Every line holding the string "then" is to be copied from the entries below.

Stored data |
▬▬▬▬▬▬

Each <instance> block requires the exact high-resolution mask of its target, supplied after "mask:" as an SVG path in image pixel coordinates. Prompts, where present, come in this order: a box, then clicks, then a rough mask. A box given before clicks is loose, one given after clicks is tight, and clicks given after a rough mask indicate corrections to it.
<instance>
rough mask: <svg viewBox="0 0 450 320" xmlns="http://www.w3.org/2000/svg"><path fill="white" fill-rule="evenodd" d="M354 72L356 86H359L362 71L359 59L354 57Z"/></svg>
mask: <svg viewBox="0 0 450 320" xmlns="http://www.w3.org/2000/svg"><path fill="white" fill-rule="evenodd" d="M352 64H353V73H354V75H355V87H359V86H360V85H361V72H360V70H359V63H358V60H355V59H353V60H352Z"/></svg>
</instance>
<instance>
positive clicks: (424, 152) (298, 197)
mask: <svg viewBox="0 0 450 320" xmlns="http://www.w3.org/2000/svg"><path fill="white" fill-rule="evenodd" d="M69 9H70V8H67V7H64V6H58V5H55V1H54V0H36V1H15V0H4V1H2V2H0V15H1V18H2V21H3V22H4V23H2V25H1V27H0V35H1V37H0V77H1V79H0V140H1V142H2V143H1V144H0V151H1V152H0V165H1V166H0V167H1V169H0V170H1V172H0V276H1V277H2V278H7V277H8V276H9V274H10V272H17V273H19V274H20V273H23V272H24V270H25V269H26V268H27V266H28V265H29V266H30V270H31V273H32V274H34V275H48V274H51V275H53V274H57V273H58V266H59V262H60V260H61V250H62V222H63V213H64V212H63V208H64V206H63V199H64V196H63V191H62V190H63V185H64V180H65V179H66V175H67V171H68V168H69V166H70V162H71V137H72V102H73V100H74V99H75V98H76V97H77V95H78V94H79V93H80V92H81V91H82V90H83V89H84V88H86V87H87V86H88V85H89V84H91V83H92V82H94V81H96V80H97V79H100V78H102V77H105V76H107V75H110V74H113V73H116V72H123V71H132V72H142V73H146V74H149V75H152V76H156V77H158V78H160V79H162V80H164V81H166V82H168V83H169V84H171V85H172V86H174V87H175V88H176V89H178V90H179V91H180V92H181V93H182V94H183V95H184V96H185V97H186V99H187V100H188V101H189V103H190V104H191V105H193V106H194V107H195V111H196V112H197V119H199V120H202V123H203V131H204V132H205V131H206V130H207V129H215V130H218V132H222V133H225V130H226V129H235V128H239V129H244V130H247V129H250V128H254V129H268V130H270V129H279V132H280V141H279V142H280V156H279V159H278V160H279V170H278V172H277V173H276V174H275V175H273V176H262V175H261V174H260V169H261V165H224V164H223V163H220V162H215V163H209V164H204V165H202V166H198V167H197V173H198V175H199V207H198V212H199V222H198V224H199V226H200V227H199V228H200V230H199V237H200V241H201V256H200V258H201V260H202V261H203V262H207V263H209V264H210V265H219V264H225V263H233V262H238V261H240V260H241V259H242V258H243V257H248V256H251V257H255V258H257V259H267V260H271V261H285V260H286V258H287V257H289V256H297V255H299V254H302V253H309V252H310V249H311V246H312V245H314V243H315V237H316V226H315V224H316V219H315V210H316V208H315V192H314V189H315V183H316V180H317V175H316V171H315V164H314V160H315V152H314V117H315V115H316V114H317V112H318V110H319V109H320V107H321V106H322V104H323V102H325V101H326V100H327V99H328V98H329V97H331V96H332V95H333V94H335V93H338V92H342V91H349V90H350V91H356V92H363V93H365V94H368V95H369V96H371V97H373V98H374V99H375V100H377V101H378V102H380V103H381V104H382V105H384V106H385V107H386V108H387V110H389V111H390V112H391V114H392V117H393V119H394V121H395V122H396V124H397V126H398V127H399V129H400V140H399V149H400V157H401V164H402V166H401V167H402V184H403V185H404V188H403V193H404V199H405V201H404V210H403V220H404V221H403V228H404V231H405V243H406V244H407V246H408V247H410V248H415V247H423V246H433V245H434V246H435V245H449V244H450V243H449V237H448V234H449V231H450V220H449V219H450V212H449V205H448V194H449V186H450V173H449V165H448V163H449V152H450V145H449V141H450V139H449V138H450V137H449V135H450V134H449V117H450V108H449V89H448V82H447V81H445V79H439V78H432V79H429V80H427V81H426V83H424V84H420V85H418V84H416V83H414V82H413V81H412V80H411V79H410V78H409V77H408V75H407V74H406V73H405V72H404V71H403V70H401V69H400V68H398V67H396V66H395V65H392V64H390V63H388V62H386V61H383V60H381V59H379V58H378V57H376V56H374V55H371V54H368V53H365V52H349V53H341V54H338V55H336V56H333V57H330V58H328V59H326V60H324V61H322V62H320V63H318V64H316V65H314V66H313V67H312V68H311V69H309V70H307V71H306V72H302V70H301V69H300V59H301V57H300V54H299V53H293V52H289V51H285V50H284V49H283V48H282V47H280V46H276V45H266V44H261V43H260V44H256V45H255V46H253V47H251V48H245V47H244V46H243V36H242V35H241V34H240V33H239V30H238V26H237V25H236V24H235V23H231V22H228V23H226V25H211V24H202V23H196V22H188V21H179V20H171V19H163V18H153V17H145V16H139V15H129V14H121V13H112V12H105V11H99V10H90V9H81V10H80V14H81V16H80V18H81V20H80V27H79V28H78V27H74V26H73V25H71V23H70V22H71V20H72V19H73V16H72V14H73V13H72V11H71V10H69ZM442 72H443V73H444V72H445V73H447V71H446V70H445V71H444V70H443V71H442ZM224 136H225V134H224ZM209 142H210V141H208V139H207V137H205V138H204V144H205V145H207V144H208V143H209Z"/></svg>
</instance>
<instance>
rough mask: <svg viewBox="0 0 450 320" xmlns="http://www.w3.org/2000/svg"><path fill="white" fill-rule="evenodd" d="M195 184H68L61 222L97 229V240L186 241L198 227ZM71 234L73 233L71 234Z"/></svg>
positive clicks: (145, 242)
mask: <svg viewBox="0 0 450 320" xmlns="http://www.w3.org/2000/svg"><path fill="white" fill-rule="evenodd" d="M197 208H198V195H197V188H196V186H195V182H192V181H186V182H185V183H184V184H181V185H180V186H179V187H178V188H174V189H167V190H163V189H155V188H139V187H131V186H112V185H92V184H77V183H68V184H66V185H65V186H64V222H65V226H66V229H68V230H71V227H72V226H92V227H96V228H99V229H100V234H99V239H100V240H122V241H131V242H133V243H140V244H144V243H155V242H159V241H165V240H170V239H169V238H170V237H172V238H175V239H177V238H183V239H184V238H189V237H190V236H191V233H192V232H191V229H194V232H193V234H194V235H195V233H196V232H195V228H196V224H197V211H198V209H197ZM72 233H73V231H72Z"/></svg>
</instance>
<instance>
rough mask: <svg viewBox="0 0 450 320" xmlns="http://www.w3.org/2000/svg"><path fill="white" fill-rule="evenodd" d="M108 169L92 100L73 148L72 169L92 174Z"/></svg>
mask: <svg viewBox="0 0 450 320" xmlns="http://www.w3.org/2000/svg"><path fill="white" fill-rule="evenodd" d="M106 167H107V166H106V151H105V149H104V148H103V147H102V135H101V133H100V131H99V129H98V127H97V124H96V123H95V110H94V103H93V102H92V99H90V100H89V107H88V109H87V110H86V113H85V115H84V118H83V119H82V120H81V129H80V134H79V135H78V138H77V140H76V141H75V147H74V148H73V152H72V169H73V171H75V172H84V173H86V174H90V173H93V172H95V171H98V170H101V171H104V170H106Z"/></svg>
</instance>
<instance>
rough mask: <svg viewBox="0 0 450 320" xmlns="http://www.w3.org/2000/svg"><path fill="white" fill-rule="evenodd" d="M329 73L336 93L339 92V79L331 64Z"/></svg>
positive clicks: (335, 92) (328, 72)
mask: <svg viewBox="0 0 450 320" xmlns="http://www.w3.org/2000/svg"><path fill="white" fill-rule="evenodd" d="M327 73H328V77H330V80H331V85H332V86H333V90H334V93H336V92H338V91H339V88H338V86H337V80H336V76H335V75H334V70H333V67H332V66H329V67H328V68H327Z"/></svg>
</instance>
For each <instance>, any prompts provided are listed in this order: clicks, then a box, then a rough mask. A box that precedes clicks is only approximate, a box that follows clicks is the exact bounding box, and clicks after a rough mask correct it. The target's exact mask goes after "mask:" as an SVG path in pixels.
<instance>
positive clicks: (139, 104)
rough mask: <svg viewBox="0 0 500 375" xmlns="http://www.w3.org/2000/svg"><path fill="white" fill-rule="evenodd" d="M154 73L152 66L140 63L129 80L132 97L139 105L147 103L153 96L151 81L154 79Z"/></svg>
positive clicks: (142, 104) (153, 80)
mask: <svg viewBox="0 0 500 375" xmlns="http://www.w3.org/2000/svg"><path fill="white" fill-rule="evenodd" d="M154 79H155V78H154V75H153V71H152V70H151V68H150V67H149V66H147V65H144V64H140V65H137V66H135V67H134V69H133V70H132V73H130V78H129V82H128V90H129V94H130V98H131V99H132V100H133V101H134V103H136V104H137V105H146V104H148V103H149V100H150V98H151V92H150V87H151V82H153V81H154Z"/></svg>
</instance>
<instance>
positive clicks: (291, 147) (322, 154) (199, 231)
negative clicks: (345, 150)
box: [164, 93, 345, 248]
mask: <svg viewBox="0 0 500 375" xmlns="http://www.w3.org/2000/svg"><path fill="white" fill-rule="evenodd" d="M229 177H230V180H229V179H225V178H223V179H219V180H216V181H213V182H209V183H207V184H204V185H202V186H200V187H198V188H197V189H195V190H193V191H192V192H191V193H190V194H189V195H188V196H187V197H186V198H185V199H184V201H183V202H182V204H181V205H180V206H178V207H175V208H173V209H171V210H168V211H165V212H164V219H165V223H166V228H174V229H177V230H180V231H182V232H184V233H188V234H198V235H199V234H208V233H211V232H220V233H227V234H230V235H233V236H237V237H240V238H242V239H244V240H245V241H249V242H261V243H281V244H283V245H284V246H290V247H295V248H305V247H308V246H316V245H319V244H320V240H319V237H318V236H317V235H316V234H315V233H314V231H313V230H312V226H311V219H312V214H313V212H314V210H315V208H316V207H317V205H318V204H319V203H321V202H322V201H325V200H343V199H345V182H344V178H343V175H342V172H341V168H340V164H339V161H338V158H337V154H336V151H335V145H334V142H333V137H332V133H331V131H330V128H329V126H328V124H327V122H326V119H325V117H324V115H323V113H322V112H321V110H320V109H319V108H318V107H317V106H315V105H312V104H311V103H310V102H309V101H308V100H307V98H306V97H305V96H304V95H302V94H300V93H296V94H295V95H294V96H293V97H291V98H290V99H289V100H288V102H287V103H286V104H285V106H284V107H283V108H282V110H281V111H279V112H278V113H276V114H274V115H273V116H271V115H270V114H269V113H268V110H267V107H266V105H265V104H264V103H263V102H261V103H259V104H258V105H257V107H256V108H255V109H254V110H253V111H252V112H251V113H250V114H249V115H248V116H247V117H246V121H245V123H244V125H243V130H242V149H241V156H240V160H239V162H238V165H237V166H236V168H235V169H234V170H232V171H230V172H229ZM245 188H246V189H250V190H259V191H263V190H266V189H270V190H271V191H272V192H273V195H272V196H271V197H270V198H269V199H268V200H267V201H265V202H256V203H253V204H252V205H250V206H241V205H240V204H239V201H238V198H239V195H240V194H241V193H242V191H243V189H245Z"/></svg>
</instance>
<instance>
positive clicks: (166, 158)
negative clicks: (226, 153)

▬▬▬▬▬▬

Response box |
Each <instance> block requires the exact high-resolution mask of its target, supplied after "mask:" as an SVG path in image pixel coordinates. Prompts, where present, come in this order: a box, then clicks, then a rough mask. A box given before clicks is loose, one given after clicks is tight, and clicks given after a rough mask indicate corrections to it.
For each <instance>, any prompts provided are listed in this order: clicks, then a box, then a rough mask. A box that precedes clicks is only approximate, a box that follows clicks is the exact bounding box, and clicks after a rough mask correct it. The target's exact mask goes after "mask:" as an SVG path in pixels.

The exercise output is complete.